SELECTED EXTRACT –
▬▬▬

For this album the music was written by all the band members except Paul, instead of just you and Clive. Did you like this new way of writing and how did it proceed?
>I think it's a natural process that the others want to be involved. I mean, in the past, with the first album, Arena consisted only of me and Clive anyway, so it had to be like that. Then there were all the line up changes from the first album to the second album and it was really just me and Clive again. So it was inevitable that we did that. We always wanted other people to write. 

It's more stimulating and creative.
Yes, everybody has their own flavour, their own way of doing things. It's a bit like making a cake. You put two kinds of ingredients in and you have one type of cake. You put more ingredients in and you have another kind of cake, you put more ingredients in and you have another cake. And as long as you cook it long enough, it will taste good. Just because you put lots of ingredients in doesn’t mean it's always going to taste good. And it's the same with an album and with writing. Just because there are a lot of people writing doesn't necessarily mean it's going to be good. And that's probably the hard bit.

So it takes more time as well.
Yes, indeed. And we probably had two hours of music, but we got rid of one hour of music for this album.

What a waste!
Yeah, it was, but we were very ruthless with it. I mean, I think you always know when you listen to a piece of music if it's going to be any good or not. It might be in its simplest form and you think, ah, yeah, that works.

Some of the discarded material may be released on a Cage CD?
No, I think all the discarded music is going to be the next Arena album. Joking! [laughs] We're going to donate all that music to another poor progressive rock band. Or it's going to be Clive's solo album. [paughs even more] He heard that. [Clive's standing nearby talking to some people - eds.] He's trying to pretend he's listening to them, but he's trying to hear what we're saying at the same time.

But I think the fans will be interested in the material you don't use for an album.
Yes, but that's like the fans seeing us with our clothes off. You know, it's like seeing us go to the toilet. Ultimately, we live by the music we bring out. And if you start hearing the music that we've written but we didn't want to be out, then it's not what we are.

It's a way for us to take a look in Arena’s kitchen.
That's very true and I appreciate that some dedicated fans wish to do that, but you can also understand from our point of view that it's like, well, I'm going to bed now and you're going to stand at the end of the bed watching us making love to our wives. There's a door you don't go through. There's a line between Arena and our process of getting to Arena. And I'm sure over the years we'll go back to some of this material and in a different logic you might think, oh, yeah, actually that piece of music will work.

You're quite a Rush fan. Do you feel like you've really achieved something now that Hugh Syme, who has done a lot of Rush covers, has done the cover for The Visitor?
Well, yeah, that was quite something. I was actually in Canada and I saw Rush play there in the summer. We were talking to Hugh Syme, he was going to do our album, and there was a chance that we were actually going to go backstage and meet the guys in Rush. But at the very last minute they decided they weren't letting anybody in the dressing room, so I never had an opportunity to go and say ‘hi, my name is Mick Pointer’ and just talk to them about Hugh Syme or just some-thing to talk about. Such is life.

Hugh Syme has really paid off. The album looks stunning!

▬▬▬

DATA LISTING –
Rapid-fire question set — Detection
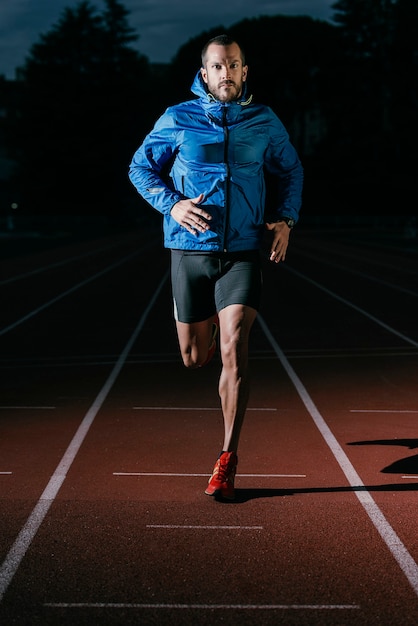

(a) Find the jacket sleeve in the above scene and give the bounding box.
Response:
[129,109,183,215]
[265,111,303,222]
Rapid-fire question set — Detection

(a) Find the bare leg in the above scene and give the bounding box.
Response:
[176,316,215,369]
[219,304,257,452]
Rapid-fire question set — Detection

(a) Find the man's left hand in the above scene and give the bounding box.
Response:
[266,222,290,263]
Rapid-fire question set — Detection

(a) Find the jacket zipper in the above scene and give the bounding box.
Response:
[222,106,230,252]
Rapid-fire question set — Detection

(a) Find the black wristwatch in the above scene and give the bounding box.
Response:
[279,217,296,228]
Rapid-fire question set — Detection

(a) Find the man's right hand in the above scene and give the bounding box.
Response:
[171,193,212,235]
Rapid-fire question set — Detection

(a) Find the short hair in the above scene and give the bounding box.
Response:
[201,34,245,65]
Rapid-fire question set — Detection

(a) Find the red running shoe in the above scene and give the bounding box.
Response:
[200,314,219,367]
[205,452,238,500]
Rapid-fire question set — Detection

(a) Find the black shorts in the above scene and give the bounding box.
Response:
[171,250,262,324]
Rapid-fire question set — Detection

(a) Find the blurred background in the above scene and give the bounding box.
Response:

▬▬▬

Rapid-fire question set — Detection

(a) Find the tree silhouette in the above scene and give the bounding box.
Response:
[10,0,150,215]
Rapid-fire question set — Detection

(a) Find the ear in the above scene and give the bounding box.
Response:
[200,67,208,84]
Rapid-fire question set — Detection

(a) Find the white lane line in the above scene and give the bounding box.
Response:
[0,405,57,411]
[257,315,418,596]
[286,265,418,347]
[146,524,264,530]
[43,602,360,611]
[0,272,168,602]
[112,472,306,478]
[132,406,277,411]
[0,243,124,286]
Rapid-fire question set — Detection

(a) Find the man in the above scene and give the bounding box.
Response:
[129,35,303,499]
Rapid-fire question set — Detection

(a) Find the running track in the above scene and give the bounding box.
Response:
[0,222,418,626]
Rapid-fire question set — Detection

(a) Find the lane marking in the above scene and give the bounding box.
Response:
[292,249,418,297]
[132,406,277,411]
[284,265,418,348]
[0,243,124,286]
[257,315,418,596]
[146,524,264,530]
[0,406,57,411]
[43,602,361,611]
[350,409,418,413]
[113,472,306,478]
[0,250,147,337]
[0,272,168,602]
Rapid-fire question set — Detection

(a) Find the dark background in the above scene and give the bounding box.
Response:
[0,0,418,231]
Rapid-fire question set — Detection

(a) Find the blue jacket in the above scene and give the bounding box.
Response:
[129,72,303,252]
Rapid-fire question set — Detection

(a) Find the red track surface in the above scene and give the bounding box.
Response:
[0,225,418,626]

▬▬▬

GIVEN PROBLEM A –
Do these statements agree with the Arena interview? Answer yes or no for each, and quote the words from the interview that decide it. (i) About half of the roughly two hours of music written was cut from the album. (ii) Mick Pointer met the members of Rush backstage when he saw them play in Canada. (iii) At the time of the first album, Arena consisted only of Pointer and Clive.
GIVEN PROBLEM B –
Can you resume the interview about Arena's album The Visitor after its final line, starting with Mick Pointer's reply?

RESPONSE A –
(i) Yes: "we probably had two hours of music, but we got rid of one hour of music for this album."
(ii) No: "at the very last minute they decided they weren't letting anybody in the dressing room, so I never had an opportunity to go and say ‘hi, my name is Mick Pointer’"
(iii) Yes: "with the first album, Arena consisted only of me and Clive anyway"

RESPONSE B –
Well, he's probably one of the best CD artists in the world, I think. It's a very small piece of plastic, isn't it, a CD? When you used to have twelve-inch albums you could always fit the artwork on that. It's not good enough anymore to have a big piece of artwork and then put it into a small frame. It doesn't work right. You really have to think about the concept, about what works on that little piece of plastic and those few pages. And he's done a very good job.

It looks really intriguing, because it has no title or text on it.
Yes, just down the side. It's not just the front. Every page you turn has something interesting. All the texture, all the colours work throughout the whole thing.

It’s a whole with the music, like it should be with a concept album.
Exactly, exactly. I personally enjoy it while I'm listening to an album to take a look at the booklet. You can visualise what's going on. It's not fifty percent of the album, but I think it's a huge chunk of the whole thing. Your very first contact with an album is not listening to it, but seeing it. We thought very hard about that and I don't think we've really achieved it in the past.

Clive was really relieved when the people inside The Cage liked The Visitor after hearing it for the first time. What does the opinion of the fans mean to you?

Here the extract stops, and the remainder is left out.